The request – Could you copy out the listing below, word for word, starting with the line that contains "Could you point at the arched window with" and going on through the line that contains "(1144, 710)"?

Data entries –
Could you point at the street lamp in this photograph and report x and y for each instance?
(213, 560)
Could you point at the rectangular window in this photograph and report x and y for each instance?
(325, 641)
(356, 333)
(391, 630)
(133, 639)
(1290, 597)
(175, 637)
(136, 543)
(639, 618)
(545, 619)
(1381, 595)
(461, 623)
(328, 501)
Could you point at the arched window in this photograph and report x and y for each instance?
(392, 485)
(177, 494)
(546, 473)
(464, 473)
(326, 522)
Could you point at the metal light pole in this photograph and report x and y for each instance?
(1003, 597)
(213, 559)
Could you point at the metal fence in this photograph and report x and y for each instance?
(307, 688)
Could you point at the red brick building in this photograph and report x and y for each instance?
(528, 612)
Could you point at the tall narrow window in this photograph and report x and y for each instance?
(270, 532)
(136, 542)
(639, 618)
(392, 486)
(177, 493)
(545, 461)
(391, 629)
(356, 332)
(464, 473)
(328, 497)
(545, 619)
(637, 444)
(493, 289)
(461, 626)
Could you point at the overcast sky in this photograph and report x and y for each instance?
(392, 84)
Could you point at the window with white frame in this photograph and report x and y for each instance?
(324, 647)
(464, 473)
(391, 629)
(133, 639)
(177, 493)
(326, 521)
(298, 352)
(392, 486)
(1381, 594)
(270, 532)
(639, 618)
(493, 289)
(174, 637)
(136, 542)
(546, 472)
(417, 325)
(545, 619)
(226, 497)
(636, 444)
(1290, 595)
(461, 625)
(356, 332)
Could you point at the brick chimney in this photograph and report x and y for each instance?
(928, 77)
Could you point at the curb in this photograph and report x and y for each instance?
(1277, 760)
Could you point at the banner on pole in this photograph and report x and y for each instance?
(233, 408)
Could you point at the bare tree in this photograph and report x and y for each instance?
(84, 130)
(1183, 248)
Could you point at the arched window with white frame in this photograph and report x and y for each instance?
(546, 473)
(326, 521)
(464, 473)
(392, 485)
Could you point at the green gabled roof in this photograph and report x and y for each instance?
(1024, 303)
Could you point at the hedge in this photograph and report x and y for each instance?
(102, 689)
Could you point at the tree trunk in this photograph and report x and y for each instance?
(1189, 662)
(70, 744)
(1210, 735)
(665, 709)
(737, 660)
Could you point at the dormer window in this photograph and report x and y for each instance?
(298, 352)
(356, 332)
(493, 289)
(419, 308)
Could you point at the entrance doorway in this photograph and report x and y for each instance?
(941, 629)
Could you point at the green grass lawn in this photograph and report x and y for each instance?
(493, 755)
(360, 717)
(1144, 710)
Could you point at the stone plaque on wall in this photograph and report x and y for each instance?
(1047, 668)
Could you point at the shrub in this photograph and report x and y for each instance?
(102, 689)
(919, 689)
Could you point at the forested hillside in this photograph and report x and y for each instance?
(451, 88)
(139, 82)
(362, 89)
==
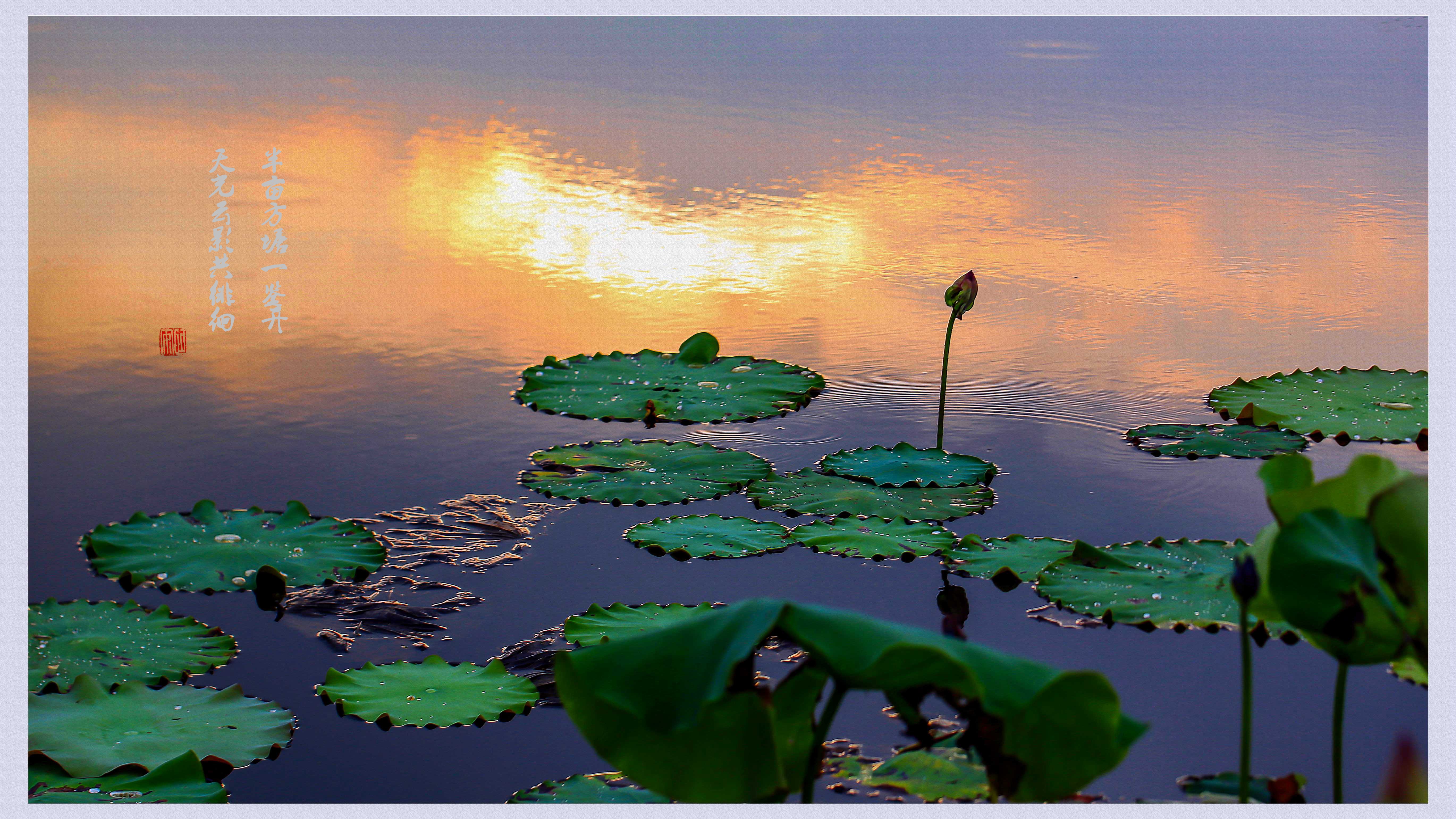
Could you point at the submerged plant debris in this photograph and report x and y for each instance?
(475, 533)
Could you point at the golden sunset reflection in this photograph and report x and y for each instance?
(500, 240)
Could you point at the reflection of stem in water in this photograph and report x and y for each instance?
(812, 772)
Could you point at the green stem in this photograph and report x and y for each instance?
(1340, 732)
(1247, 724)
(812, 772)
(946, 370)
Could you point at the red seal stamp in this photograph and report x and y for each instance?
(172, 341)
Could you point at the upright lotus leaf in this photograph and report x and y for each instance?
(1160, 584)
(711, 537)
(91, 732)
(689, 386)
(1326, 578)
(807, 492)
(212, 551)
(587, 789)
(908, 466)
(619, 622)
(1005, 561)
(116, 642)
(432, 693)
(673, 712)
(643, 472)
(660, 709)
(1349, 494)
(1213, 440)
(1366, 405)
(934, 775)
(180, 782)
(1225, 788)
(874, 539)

Exercise answer –
Could you point at the arched window with white frame in this photograph and report x and y for each instance?
(546, 473)
(326, 521)
(464, 473)
(392, 485)
Could you point at the green gabled roof in this photograph and report x and y for each instance?
(1024, 303)
Could you point at the hedge in this photograph and report x and y for each instance?
(102, 689)
Could you point at the tree trunk in this photograph and report x and y for each instance?
(1189, 662)
(70, 744)
(1210, 735)
(665, 709)
(737, 660)
Could you point at the dormer window in this photograph and report x and y for each instance?
(298, 352)
(356, 332)
(493, 289)
(419, 308)
Could you point at the entrance doorway in this photograph and report x and y for each instance?
(941, 629)
Could you point at the green grass lawn in this photograph and report x and y for each instance?
(493, 755)
(360, 717)
(1144, 710)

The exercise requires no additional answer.